L’Algérie dit non aux camps de transit

émigration clandestine

L’Algérie dit non aux camps de transit

Le Quotidien d’Oran, 25 octobre 2004

Par la voix de son chef de la diplomatie, l’Algérie dit non à l’idée européenne d’ouvrir des camps de transit en Afrique du Nord pour accueillir des immigrants clandestins.

« L’Algérie ne pourra pas accepter d’avoir sur le territoire d’un pays du Maghreb un camp où seront parqués les immigrants clandestins, en attendant que leurs dossiers soient régularisés dans un pays européen», a déclaré le ministre d’Etat, ministre des Affaires étrangères, à l’APS en marge de la journée des Nations unies. Le chef de la diplomatie algérienne a précisé que «l’Algérie oeuvrera à rejeter cette proposition dans le cadre du Forum méditerranéen». Ainsi, l’Algérie compte-t-elle se prononcer sur ce dossier lors de la 11ème session de ce forum qui se tient depuis hier dans la capitale française.

D’ailleurs, c’est une bonne tribune pour exposer l’avis de l’Algérie sur les centres de transit et l’émigration clandestine, puisque les principales questions à l’ordre du jour de la rencontre de Paris sont le déplacement des personnes et la lutte contre le terrorisme.

Il reste curieux que pendant que les pays signataires de l’accord d’association avec l’Union européenne, notamment l’Algérie, insistent sur la régularisation de la circulation des personnes et par conséquent l’allégement des procédures d’octroi des visas pour l’espace Schengen, les Européens pensent, eux, à ouvrir des centres de transit en terre maghrébine, ou ce qu’ils appellent l’Afrique du Nord. Des médias européens citent aussi la Libye, l’Ukraine ou le Kenya comme terre «d’accueil» de ces centres, mais rien n’est encore tranché à cet effet. C’est en tout cas ce qui a alimenté le débat ouvert jeudi dernier aux Pays-Bas, où se tenait une conférence de deux jours des responsables de l’Union européenne autour des moyens de renforcer la coopération et les politiques communes sur le droit d’asile et l’immigration. L’idée fait actuellement l’objet de discussions profondes entre les ministres de la Justice et de l’Intérieur européens, après qu’elle eut été clairement exposée par le ministre allemand de l’Intérieur, qui a estimé que l’établissement «des centres de tri» en Afrique du Nord permettra aux pays membres de l’UE de faire le tri entre les demandes justifiées d’immigration et celles qui ne le sont pas.
+===+
LISTE DES TÂCHES:
A) Répondez aux questions suivantes d'après l'article sur les camps de transit :
(i) Quel journal a publié l'article, et à quelle date ?
(ii) Dans quelle capitale se tient la 11ème session du Forum méditerranéen ?
(iii) Quels pays des médias européens citent-ils comme terre « d'accueil » de ces centres ?
B) Réécrivez l'article sur les camps de transit depuis « Le Quotidien d’Oran, 25 » jusqu'à « la capitale française. », en remplaçant « Forum méditerranéen » par « Forum euro-méditerranéen ».
C) Poursuivez l'article sur les camps de transit à la suite de sa dernière phrase.
+===+
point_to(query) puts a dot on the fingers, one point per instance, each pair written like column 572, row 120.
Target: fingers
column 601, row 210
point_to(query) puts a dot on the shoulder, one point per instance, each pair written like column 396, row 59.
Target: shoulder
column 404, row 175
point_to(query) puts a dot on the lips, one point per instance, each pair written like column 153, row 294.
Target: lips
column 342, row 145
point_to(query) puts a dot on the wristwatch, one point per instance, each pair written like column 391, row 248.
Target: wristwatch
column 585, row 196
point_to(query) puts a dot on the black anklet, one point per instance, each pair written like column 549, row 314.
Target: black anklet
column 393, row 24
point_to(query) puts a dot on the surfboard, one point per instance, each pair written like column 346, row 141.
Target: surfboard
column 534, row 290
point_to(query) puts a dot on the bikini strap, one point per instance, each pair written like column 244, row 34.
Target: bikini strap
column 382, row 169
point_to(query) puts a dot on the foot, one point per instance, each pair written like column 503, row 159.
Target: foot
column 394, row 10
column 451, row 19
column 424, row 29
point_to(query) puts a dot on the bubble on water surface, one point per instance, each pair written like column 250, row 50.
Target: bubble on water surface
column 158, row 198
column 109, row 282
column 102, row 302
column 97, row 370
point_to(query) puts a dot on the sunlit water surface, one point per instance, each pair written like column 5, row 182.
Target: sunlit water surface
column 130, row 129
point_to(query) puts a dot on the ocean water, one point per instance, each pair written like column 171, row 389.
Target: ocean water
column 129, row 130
+===+
TÂCHES RÉSOLUES:
A)
(i) Le Quotidien d'Oran, le 25 octobre 2004.
(ii) Dans la capitale française, Paris.
(iii) La Libye, l'Ukraine et le Kenya.

B)
Le Quotidien d’Oran, 25 octobre 2004

Par la voix de son chef de la diplomatie, l’Algérie dit non à l’idée européenne d’ouvrir des camps de transit en Afrique du Nord pour accueillir des immigrants clandestins.

« L’Algérie ne pourra pas accepter d’avoir sur le territoire d’un pays du Maghreb un camp où seront parqués les immigrants clandestins, en attendant que leurs dossiers soient régularisés dans un pays européen», a déclaré le ministre d’Etat, ministre des Affaires étrangères, à l’APS en marge de la journée des Nations unies. Le chef de la diplomatie algérienne a précisé que «l’Algérie oeuvrera à rejeter cette proposition dans le cadre du Forum euro-méditerranéen». Ainsi, l’Algérie compte-t-elle se prononcer sur ce dossier lors de la 11ème session de ce forum qui se tient depuis hier dans la capitale française.

C)
Pour le moment, seul Rome partage l’avis allemand. Il faut signaler que l’Italie et l’Allemagne l’avaient suggéré l’été dernier, lorsqu’une ONG allemande s’est fait confisquer son bateau en Italie avec à son bord 37 demandeurs d’asile africains.

En clair, il est demandé aux pays maghrébins de faire pour les Européens la sale besogne du tri de l’espèce humaine qui leur convient le mieux et de se débarrasser après, à leur place, des rebuts que l’opération du tri aura rejetés, en se chargeant, bien sûr, de renvoyer chaque immigrant clandestin dans son pays d’origine.

Contredisant le principe même de la préservation et du respect des droits de l’homme, la proposition allemande trouve son originalité dans le fait qu’elle est proposée pour être exécutée dans les pays maghrébins. C’est peut-être là une démarche qui permettra aux pays européens de ne prendre aucun risque en matière d’immigration clandestine. Tout le processus sera observé, contrôlé et suivi par les Européens mais sur des territoires africains. «Nous pouvons soit attendre que les problèmes arrivent en Europe, ou nous pouvons nous y attaquer activement et chercher à les régler. Je suis pour la deuxième solution», a déclaré le ministre allemand à la presse après avoir noté que «nous devons penser prévenir avec plus de force l’immigration illégale». Le ministre irlandais de la Justice a souligné l’urgence à trouver une solution aux nombreux clandestins qui tentent de gagner l’Europe, «mais l’idée des camps doit être évoquée avec prudence». Le commissaire européen à la Justice et à l’Intérieur ainsi que le ministre de la Justice néerlandais reconnaissent que le sujet est «fort polémique». Les militants des droits de l’homme et le Haut Commissariat pour les réfugiés (HCR), pour leur part, estiment que «l’idée est risquée et pourrait générer des violations du droit international». Le souci des militants des droits de l’homme, faut-il le dire, est que les premiers pays évoqués pour l’ouverture de ces camps (Libye, Ukraine, Kenya) sont loin d’être des modèles en matière de respect des droits de l’homme. S’abstenant de voir dans le projet Schily (du nom du ministre de l’Intérieur allemand) un projet dégradant vis-à-vis de la personne humaine, Amnesty International a souligné cependant, à l’évocation de ces pays, que «la principale inquiétude est la protection juridique de ces gens».

Ainsi, loin d’être une proposition moderne, l’ouverture de centres de tri des immigrants clandestins est-elle objet à controverse au sein des Européens eux-mêmes. Mais pour l’instant, seules la France et la Suède pensent que Otto Schily, le ministre de l’Intérieur allemand, va trop loin.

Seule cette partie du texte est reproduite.